>>

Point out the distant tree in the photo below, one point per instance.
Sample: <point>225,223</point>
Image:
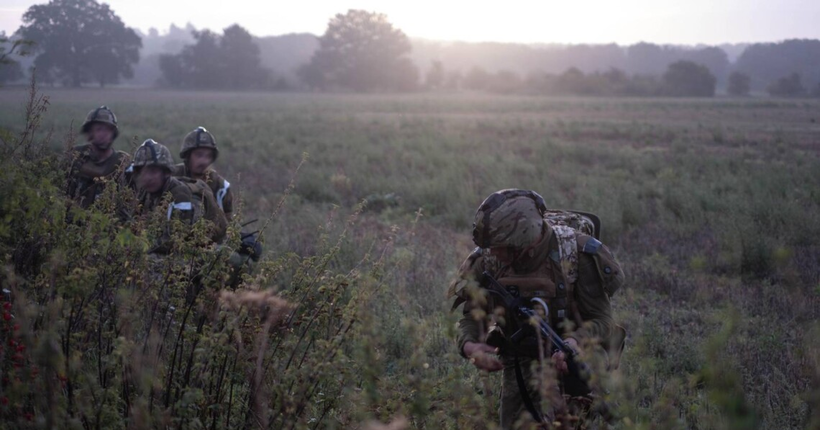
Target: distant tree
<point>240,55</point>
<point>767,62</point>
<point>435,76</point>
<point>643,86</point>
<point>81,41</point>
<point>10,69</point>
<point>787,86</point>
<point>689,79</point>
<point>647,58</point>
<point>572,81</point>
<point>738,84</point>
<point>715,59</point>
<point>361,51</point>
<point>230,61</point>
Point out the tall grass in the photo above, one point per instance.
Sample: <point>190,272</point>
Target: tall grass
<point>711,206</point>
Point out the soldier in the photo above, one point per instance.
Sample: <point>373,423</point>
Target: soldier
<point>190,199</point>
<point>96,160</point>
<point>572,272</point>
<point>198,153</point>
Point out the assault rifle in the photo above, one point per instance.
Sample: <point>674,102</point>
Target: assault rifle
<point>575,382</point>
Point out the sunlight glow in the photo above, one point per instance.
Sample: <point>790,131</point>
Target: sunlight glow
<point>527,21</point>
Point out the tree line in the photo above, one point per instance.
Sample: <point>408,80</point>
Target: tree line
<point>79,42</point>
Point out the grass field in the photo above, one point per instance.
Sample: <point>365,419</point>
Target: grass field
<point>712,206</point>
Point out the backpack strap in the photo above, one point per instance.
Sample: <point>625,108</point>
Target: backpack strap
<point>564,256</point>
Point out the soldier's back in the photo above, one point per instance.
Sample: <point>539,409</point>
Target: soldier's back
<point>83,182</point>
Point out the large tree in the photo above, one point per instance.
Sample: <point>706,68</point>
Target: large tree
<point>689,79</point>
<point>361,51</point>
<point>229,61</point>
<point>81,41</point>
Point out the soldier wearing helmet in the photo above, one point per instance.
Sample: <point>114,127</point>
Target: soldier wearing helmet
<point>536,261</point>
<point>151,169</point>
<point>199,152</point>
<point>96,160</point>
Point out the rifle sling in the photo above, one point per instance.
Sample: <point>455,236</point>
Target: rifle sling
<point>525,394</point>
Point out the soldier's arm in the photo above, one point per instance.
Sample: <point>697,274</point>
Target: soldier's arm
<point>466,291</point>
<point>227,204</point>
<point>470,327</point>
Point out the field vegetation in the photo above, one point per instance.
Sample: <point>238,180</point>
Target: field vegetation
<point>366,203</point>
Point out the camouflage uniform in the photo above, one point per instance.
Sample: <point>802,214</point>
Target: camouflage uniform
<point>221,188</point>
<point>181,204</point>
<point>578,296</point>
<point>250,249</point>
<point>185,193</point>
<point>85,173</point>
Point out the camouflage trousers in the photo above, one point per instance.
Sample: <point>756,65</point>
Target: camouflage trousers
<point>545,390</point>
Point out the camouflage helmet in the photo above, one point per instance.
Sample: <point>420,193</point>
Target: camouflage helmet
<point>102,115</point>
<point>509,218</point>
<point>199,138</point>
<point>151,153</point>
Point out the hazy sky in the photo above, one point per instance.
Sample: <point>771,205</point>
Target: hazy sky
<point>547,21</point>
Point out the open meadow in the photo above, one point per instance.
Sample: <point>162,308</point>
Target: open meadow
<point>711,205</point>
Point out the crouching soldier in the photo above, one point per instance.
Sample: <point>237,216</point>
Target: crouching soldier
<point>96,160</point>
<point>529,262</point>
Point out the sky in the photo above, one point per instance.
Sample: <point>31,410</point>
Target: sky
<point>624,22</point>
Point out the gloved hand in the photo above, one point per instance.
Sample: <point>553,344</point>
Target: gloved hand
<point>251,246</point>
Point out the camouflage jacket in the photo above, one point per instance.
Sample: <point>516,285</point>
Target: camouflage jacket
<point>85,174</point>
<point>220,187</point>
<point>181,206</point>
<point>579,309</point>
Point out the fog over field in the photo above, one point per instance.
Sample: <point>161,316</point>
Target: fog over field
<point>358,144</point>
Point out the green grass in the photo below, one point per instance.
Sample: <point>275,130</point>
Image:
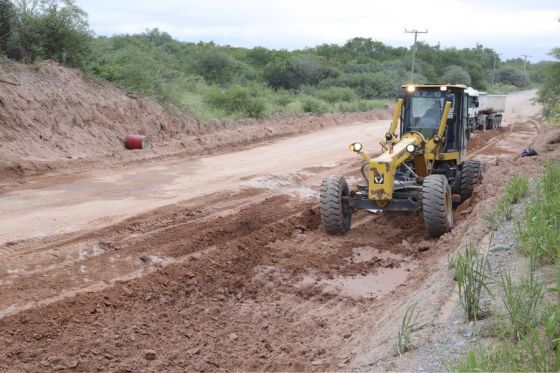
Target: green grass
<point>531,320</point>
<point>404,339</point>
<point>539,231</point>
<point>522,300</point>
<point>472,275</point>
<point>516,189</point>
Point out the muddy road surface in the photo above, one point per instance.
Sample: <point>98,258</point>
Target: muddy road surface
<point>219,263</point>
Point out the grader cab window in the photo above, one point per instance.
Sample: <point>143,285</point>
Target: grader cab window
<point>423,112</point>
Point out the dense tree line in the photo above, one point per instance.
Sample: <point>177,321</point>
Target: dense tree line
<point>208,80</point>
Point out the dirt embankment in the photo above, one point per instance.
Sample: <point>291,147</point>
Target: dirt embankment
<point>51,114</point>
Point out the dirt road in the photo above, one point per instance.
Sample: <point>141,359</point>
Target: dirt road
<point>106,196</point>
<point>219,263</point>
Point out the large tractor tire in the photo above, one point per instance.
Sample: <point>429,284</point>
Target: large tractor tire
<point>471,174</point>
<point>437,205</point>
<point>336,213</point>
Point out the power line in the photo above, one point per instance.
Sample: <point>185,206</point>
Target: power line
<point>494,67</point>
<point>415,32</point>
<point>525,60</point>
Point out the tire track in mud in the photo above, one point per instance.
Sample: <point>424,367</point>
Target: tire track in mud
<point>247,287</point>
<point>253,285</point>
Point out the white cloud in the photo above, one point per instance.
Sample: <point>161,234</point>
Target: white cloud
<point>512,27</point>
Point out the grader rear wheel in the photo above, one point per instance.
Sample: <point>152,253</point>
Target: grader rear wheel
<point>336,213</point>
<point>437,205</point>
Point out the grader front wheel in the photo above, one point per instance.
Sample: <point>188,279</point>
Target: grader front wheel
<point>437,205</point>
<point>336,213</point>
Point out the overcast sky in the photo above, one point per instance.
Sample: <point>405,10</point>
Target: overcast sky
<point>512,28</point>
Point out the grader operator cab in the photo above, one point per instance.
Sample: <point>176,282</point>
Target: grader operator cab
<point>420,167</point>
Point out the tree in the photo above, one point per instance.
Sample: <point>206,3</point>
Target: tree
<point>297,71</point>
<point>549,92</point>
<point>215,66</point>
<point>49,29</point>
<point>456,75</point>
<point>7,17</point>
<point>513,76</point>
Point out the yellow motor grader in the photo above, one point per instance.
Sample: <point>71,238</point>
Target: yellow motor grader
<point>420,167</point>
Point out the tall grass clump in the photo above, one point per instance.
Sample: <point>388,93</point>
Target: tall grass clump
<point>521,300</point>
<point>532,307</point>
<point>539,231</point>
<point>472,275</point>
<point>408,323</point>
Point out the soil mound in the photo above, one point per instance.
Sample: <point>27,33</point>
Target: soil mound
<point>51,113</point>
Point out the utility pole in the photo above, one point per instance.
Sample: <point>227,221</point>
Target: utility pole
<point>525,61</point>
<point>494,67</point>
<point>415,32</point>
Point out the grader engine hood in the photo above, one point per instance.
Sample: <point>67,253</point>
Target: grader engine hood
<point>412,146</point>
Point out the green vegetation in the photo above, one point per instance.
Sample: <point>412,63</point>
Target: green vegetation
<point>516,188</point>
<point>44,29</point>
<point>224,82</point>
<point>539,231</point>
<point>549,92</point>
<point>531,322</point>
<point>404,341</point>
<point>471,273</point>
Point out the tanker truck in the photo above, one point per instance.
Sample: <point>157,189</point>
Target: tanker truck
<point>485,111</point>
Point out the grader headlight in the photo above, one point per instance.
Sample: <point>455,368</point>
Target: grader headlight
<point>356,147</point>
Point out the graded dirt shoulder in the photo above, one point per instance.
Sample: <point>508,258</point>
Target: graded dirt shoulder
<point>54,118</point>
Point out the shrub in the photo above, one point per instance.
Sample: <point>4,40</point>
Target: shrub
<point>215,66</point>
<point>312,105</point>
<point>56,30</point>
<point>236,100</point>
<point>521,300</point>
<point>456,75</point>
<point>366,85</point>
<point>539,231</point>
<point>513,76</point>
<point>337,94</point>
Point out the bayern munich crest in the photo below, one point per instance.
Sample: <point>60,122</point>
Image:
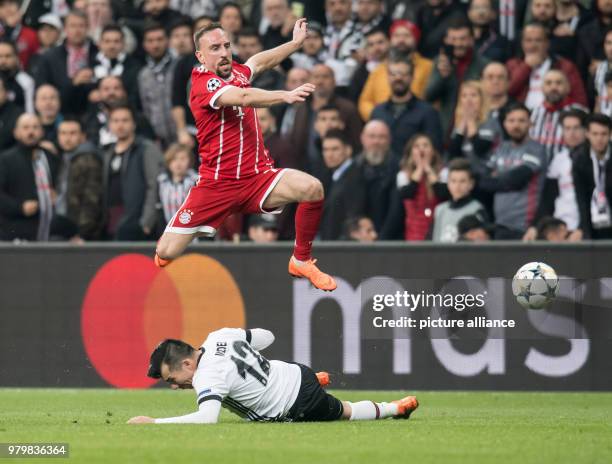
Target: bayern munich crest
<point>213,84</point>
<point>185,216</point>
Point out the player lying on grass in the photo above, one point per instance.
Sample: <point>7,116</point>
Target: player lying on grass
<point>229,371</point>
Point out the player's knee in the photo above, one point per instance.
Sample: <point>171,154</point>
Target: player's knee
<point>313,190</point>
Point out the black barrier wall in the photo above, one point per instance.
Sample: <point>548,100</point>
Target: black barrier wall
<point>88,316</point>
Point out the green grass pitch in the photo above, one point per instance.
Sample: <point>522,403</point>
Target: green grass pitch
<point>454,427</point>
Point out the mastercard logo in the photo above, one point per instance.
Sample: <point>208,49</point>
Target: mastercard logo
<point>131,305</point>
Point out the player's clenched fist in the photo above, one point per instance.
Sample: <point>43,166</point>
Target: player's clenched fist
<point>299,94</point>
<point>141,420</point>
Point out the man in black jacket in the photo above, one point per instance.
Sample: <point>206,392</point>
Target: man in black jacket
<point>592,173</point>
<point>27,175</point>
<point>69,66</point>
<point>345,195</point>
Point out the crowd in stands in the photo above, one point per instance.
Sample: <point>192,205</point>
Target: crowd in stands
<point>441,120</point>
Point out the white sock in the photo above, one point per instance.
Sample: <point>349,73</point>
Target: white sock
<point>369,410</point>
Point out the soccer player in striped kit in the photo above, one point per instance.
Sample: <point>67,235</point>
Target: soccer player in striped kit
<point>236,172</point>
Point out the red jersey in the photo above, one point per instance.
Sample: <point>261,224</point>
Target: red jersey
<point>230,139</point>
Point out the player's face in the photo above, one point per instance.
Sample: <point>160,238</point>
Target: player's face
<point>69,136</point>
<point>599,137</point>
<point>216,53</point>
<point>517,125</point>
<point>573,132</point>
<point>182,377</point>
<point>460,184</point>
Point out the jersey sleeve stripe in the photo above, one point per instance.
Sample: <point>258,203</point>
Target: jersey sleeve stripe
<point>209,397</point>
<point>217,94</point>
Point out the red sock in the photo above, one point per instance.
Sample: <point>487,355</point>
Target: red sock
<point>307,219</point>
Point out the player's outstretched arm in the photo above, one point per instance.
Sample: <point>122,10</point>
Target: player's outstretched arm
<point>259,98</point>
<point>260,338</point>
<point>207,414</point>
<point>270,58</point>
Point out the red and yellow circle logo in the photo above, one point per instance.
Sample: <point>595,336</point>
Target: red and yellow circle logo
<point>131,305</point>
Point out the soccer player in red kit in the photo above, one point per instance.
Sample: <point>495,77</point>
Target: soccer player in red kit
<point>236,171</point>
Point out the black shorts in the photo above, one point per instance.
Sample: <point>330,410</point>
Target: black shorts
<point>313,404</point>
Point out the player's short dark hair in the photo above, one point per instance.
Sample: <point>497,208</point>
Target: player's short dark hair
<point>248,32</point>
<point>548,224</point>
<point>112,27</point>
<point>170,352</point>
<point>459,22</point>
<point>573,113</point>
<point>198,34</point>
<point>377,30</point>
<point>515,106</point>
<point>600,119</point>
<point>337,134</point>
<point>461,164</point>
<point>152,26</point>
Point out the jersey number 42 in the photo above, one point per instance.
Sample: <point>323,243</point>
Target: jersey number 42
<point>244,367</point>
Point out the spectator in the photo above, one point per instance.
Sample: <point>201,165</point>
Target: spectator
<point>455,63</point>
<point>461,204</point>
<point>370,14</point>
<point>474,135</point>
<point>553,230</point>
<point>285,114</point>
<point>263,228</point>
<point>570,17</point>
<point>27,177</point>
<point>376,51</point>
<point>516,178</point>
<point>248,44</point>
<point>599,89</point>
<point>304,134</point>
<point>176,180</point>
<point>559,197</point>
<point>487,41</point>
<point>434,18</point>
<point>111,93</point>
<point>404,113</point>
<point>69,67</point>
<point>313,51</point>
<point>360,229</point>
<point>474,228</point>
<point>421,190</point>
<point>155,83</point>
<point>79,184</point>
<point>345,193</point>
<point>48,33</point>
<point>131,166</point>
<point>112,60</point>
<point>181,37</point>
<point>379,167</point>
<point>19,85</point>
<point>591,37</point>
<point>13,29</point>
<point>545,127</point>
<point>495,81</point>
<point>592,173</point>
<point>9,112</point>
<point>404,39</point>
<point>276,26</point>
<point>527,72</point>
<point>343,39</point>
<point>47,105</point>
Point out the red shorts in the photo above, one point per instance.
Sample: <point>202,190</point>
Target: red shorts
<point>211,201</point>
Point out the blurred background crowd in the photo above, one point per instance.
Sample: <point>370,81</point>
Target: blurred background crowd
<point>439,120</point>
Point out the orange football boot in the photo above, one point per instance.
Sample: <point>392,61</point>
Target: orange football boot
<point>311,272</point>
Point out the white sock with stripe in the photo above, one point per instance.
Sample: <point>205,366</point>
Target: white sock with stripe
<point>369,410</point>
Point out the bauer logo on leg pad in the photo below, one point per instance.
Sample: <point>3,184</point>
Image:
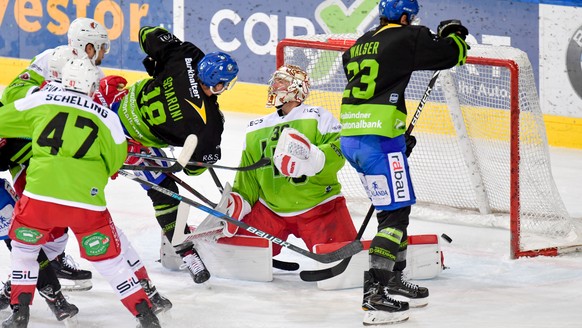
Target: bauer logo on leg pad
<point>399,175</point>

<<

Exercise | Give only the lines from the one holding "Target: crouching soldier" through the one holding "Sample: <point>553,344</point>", each restated exactly as it appears above.

Task response |
Target: crouching soldier
<point>96,160</point>
<point>529,262</point>
Point out the sky in the photo above, one point per instance.
Sample: <point>31,410</point>
Target: sky
<point>624,22</point>
Point out the gloved hand in the photo above, one point per instance.
Sample: <point>553,344</point>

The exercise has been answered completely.